Only one stretch of the data below should be repeated: the lines from the line containing "105L197 103H191L188 107L192" through the line containing "221L0 261L125 266ZM249", inclusive, exactly as they are.

[[ Data for processing, beginning ]]

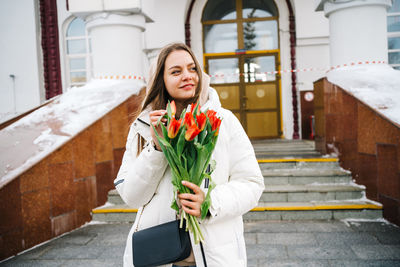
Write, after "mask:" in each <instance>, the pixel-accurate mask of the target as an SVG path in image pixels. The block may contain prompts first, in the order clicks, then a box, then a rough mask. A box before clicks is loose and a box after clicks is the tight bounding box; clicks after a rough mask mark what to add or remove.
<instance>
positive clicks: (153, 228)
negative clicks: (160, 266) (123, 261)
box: [132, 220, 192, 267]
mask: <svg viewBox="0 0 400 267" xmlns="http://www.w3.org/2000/svg"><path fill="white" fill-rule="evenodd" d="M179 223H180V220H175V221H172V222H168V223H163V224H160V225H157V226H154V227H150V228H147V229H144V230H141V231H137V232H135V233H133V235H132V252H133V265H134V266H135V267H144V266H158V265H163V264H169V263H174V262H178V261H181V260H184V259H186V258H187V257H189V256H190V253H191V251H192V244H191V243H190V237H189V232H187V231H185V228H186V227H185V225H184V227H182V228H180V227H179Z"/></svg>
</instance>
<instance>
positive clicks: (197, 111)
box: [190, 103, 201, 115]
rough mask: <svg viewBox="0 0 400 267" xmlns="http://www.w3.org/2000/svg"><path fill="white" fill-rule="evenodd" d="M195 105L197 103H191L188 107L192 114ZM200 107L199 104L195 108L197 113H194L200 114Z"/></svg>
mask: <svg viewBox="0 0 400 267" xmlns="http://www.w3.org/2000/svg"><path fill="white" fill-rule="evenodd" d="M197 105H198V104H197V103H193V104H192V106H191V109H190V113H192V114H193V112H194V110H195V109H196V107H197ZM200 108H201V107H200V105H199V107H198V108H197V112H196V113H197V114H196V115H199V114H200Z"/></svg>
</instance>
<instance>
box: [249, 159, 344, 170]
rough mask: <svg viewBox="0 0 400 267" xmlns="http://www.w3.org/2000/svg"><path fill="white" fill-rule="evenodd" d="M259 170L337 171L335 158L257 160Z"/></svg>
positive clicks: (271, 159) (266, 159)
mask: <svg viewBox="0 0 400 267" xmlns="http://www.w3.org/2000/svg"><path fill="white" fill-rule="evenodd" d="M257 161H258V163H259V165H260V169H261V170H270V169H273V170H276V169H338V168H340V166H339V162H338V159H337V158H331V157H326V158H324V157H317V158H263V159H262V158H258V159H257Z"/></svg>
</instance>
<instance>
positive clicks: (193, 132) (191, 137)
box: [185, 124, 201, 141]
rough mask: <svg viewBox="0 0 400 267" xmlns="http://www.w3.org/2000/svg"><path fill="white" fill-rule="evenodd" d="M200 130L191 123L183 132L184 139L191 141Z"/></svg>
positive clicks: (197, 133) (198, 132) (200, 131)
mask: <svg viewBox="0 0 400 267" xmlns="http://www.w3.org/2000/svg"><path fill="white" fill-rule="evenodd" d="M200 132H201V131H200V129H199V128H198V127H197V125H196V124H193V125H191V126H190V127H189V128H188V129H187V131H186V133H185V139H186V141H192V140H193V139H194V138H195V137H196V136H197V135H198V134H199V133H200Z"/></svg>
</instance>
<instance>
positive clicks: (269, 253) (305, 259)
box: [0, 221, 400, 267]
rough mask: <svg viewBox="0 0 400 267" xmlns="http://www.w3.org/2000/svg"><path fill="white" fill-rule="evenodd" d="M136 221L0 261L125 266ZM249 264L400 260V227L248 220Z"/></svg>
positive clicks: (267, 264) (53, 263) (360, 263)
mask: <svg viewBox="0 0 400 267" xmlns="http://www.w3.org/2000/svg"><path fill="white" fill-rule="evenodd" d="M130 226H131V225H130V224H127V223H124V224H121V223H120V224H96V223H90V224H87V225H85V226H83V227H81V228H79V229H76V230H74V231H72V232H70V233H67V234H65V235H63V236H61V237H58V238H55V239H53V240H51V241H49V242H46V243H44V244H41V245H39V246H36V247H35V248H33V249H30V250H28V251H25V252H23V253H21V254H19V255H17V256H15V257H13V258H11V259H8V260H7V261H3V262H1V263H0V266H74V267H76V266H85V267H86V266H87V267H92V266H122V255H123V252H124V247H125V240H126V236H127V234H128V232H129V229H130ZM245 238H246V247H247V257H248V266H249V267H252V266H257V267H258V266H391V267H392V266H400V228H399V227H397V226H395V225H393V224H389V223H387V222H380V221H374V222H366V221H358V222H356V221H351V222H349V221H347V222H344V221H264V222H248V223H245Z"/></svg>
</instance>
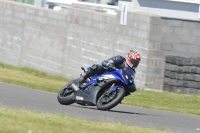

[[ Data for processing, end ]]

* **Solution to the exercise**
rough mask: <svg viewBox="0 0 400 267" xmlns="http://www.w3.org/2000/svg"><path fill="white" fill-rule="evenodd" d="M195 105L197 103H191L188 107L192 114ZM200 107L199 104L195 108L197 113H194L200 114Z"/></svg>
mask: <svg viewBox="0 0 400 267" xmlns="http://www.w3.org/2000/svg"><path fill="white" fill-rule="evenodd" d="M197 105H198V104H197V103H193V104H192V106H191V109H190V113H192V114H193V112H194V110H195V109H196V107H197ZM200 108H201V107H200V105H199V107H198V108H197V112H196V113H197V114H196V115H199V114H200Z"/></svg>
</instance>
<instance>
box: [249, 159, 344, 170]
rough mask: <svg viewBox="0 0 400 267" xmlns="http://www.w3.org/2000/svg"><path fill="white" fill-rule="evenodd" d="M259 170L337 171L335 158L257 160Z"/></svg>
positive clicks: (271, 159) (266, 159)
mask: <svg viewBox="0 0 400 267" xmlns="http://www.w3.org/2000/svg"><path fill="white" fill-rule="evenodd" d="M257 161H258V163H259V165H260V169H261V170H270V169H273V170H276V169H338V168H340V166H339V162H338V159H337V158H331V157H326V158H324V157H317V158H263V159H262V158H258V159H257Z"/></svg>
</instance>
<instance>
positive clicks: (193, 132) (191, 137)
box: [185, 124, 201, 141]
rough mask: <svg viewBox="0 0 400 267" xmlns="http://www.w3.org/2000/svg"><path fill="white" fill-rule="evenodd" d="M200 130L191 123L183 132L184 139L191 141Z"/></svg>
positive clicks: (197, 133) (198, 132) (200, 131)
mask: <svg viewBox="0 0 400 267" xmlns="http://www.w3.org/2000/svg"><path fill="white" fill-rule="evenodd" d="M200 132H201V131H200V129H199V128H198V127H197V125H196V124H193V125H191V126H190V127H189V128H188V129H187V131H186V133H185V139H186V141H192V140H193V139H194V138H195V137H196V136H197V135H198V134H199V133H200Z"/></svg>
</instance>
<instance>
positive clicks: (269, 253) (305, 259)
box: [0, 221, 400, 267]
rough mask: <svg viewBox="0 0 400 267" xmlns="http://www.w3.org/2000/svg"><path fill="white" fill-rule="evenodd" d="M136 221L0 261L125 266ZM249 264L400 260V227L248 220Z"/></svg>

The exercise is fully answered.